### Requirement
Exactly as written, copy the lines of the data below from the first through the one containing "338, row 195.".

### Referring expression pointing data

================================

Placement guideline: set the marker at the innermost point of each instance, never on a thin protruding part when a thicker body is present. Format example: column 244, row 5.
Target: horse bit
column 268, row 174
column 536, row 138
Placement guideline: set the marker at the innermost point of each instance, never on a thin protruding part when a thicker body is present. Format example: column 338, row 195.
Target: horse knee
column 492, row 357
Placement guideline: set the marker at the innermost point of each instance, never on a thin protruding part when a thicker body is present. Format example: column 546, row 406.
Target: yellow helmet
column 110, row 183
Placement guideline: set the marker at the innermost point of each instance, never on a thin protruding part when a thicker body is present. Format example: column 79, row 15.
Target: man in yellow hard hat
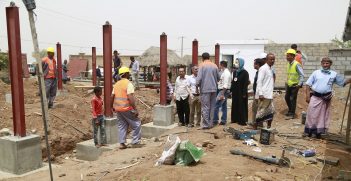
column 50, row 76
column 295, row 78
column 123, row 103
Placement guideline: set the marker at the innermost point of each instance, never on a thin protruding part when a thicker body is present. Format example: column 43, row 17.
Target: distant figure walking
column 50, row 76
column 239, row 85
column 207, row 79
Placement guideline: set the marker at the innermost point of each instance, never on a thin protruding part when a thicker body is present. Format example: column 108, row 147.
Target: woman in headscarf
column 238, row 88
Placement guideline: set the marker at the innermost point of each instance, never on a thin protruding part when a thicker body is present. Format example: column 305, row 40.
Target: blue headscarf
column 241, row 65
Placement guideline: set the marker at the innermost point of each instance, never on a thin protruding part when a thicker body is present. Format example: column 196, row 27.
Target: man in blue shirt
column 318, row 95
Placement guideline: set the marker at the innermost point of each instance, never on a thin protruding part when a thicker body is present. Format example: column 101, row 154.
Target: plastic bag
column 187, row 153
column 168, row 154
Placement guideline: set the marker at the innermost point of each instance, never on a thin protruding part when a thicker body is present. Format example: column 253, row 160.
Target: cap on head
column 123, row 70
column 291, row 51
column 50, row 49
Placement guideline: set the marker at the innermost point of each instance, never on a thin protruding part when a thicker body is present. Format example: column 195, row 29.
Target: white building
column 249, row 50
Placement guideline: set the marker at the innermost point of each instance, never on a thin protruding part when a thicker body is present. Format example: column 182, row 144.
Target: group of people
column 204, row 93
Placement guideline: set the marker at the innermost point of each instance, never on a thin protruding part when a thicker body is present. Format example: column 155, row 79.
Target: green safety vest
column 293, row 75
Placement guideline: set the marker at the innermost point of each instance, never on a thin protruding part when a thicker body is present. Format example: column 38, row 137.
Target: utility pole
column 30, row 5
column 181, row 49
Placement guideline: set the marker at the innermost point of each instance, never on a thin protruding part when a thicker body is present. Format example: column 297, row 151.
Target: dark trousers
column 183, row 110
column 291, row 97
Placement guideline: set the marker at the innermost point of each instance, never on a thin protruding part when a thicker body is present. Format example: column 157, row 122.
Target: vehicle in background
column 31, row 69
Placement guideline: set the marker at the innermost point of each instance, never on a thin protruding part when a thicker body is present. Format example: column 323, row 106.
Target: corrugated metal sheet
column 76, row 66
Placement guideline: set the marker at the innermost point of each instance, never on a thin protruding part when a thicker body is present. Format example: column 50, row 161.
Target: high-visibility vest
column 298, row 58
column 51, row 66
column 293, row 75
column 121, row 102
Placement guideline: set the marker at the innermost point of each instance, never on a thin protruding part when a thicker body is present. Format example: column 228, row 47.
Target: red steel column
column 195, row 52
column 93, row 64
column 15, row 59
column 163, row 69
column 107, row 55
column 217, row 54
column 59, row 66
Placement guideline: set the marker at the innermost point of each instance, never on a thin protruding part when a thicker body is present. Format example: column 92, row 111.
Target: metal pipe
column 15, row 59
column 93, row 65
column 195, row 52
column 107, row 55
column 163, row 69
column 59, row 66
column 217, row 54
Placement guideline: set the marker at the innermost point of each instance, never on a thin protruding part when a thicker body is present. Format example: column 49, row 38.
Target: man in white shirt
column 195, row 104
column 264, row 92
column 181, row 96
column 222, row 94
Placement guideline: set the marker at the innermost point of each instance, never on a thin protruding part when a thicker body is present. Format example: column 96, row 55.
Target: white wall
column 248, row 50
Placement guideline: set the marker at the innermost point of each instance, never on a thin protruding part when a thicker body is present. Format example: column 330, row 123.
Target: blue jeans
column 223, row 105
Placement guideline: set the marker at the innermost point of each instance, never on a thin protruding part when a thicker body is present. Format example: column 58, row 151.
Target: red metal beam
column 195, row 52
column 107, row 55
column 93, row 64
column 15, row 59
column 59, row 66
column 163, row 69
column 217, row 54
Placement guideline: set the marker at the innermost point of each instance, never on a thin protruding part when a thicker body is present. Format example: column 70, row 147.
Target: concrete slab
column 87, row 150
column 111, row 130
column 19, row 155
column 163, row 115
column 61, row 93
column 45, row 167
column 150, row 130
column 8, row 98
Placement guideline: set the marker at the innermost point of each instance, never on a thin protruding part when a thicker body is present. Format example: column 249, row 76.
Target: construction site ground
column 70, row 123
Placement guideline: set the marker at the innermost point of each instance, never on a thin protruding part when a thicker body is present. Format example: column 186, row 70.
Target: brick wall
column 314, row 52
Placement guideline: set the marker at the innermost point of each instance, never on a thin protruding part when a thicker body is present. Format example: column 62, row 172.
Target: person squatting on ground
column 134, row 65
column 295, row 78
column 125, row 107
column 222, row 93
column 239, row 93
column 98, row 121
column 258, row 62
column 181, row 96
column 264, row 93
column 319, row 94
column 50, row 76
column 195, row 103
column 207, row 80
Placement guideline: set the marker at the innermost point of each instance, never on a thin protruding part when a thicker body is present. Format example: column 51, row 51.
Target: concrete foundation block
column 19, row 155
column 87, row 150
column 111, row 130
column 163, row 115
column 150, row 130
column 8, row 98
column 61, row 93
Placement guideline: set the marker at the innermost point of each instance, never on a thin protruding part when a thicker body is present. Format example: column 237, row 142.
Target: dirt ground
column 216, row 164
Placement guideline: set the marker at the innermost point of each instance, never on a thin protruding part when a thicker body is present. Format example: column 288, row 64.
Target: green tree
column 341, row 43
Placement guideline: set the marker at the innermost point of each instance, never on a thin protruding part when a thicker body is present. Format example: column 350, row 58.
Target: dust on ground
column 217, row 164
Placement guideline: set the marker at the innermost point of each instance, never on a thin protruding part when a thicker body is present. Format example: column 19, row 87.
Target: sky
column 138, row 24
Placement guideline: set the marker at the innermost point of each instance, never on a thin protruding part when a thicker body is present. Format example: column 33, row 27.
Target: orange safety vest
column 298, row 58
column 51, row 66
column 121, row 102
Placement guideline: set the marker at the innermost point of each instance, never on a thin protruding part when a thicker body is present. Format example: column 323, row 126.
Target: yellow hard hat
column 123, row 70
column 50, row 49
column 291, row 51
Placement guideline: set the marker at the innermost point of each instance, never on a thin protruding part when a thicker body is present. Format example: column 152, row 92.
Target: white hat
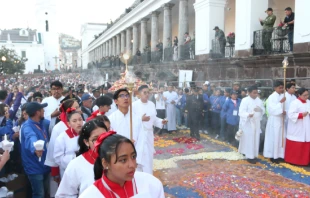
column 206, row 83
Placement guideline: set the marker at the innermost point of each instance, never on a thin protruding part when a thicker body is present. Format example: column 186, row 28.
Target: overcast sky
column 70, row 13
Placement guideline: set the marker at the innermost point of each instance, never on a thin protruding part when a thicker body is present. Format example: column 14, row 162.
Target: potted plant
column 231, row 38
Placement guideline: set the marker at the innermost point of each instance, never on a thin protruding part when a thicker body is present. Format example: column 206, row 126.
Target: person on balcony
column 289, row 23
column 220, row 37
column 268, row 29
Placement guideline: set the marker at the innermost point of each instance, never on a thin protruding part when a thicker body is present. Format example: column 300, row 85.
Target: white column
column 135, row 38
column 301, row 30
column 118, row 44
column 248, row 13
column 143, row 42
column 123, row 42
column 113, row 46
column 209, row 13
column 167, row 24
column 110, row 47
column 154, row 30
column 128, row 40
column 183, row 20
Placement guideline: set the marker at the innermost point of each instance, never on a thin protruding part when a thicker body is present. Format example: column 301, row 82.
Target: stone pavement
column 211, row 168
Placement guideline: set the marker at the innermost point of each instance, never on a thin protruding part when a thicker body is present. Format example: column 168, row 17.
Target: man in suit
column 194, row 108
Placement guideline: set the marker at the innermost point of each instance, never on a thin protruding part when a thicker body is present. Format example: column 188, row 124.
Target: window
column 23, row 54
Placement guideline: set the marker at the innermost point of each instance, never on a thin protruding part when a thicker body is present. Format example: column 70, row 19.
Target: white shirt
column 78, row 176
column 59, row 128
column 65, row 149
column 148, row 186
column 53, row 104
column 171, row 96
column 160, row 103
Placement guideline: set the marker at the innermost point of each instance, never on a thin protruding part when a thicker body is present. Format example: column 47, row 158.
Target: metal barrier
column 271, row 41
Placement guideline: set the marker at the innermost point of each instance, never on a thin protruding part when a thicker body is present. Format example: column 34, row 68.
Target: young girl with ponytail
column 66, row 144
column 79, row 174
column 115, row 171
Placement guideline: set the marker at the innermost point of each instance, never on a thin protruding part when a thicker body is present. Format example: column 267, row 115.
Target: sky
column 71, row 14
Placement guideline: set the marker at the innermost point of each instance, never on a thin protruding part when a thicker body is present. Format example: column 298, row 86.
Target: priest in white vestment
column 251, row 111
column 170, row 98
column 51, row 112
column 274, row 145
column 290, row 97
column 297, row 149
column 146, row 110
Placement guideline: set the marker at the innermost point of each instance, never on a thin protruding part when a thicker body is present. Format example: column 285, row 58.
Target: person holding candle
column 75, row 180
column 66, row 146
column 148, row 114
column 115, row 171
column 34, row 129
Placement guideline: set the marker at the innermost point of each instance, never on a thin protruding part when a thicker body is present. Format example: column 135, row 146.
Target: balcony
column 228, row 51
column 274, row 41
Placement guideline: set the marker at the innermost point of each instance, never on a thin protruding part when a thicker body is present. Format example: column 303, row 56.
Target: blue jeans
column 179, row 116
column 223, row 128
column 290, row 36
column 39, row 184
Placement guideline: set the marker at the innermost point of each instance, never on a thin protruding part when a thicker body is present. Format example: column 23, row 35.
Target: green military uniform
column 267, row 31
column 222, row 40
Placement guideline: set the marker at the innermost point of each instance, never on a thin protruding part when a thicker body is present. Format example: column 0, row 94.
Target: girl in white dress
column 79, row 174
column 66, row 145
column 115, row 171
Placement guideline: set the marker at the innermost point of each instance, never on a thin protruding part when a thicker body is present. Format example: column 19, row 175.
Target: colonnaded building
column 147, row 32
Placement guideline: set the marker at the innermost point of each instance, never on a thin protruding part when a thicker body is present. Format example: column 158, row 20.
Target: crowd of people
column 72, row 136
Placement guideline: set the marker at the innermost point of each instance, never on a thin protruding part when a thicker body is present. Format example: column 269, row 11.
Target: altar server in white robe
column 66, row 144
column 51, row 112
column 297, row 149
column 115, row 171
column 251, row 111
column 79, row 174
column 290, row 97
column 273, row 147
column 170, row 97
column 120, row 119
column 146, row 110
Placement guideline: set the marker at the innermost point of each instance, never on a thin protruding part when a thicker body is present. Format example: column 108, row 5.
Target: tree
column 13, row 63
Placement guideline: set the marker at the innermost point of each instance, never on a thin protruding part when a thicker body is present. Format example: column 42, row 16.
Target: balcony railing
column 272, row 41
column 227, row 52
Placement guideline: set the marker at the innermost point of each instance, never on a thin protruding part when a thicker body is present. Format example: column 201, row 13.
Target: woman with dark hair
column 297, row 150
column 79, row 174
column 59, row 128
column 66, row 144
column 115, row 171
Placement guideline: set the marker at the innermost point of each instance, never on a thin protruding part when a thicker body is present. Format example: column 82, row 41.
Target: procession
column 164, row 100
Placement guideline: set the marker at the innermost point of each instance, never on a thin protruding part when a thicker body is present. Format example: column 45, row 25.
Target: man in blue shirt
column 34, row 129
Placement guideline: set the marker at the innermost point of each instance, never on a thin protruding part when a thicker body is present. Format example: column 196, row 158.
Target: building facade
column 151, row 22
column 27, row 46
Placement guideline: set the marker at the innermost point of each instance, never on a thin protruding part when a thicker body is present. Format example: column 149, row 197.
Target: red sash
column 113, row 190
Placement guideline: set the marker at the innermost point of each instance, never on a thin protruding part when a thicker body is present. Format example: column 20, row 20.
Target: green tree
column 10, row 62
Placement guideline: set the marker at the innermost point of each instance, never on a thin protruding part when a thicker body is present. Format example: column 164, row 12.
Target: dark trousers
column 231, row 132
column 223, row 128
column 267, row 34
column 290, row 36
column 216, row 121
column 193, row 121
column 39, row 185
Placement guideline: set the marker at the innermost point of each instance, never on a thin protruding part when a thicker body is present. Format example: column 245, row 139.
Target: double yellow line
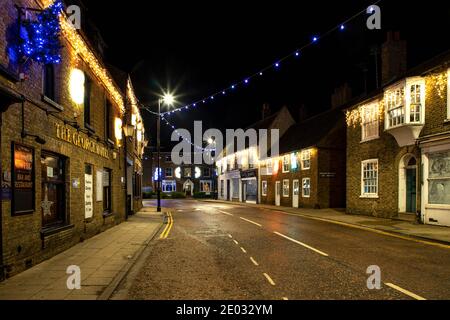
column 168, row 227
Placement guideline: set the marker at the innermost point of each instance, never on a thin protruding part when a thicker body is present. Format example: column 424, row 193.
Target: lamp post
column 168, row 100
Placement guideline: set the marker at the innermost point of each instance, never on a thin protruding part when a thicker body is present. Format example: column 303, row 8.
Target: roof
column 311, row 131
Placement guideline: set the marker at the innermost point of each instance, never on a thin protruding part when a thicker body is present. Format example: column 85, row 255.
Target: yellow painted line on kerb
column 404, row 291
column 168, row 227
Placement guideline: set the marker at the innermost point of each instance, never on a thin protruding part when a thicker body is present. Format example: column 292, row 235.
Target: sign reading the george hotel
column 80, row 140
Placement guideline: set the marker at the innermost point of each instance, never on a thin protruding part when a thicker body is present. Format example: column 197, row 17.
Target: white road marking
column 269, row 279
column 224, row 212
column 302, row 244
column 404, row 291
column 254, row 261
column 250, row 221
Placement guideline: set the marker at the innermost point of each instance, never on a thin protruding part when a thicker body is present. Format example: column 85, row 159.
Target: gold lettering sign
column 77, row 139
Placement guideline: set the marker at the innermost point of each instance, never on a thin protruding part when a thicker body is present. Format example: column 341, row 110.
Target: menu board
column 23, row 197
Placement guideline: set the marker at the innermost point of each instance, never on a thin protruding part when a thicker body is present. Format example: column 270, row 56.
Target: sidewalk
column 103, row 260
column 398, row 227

================================

### Solution for this task
Placement guideline: set the marker at the innermost point of each instance, never on a thin protruding part when a thicker body is present. Format example: column 244, row 5.
Target: horse bit
column 268, row 174
column 536, row 138
Placement guideline: set the marker at the innermost point of each instance, never on a thin protruding part when a thicker body is present. Format example: column 338, row 195.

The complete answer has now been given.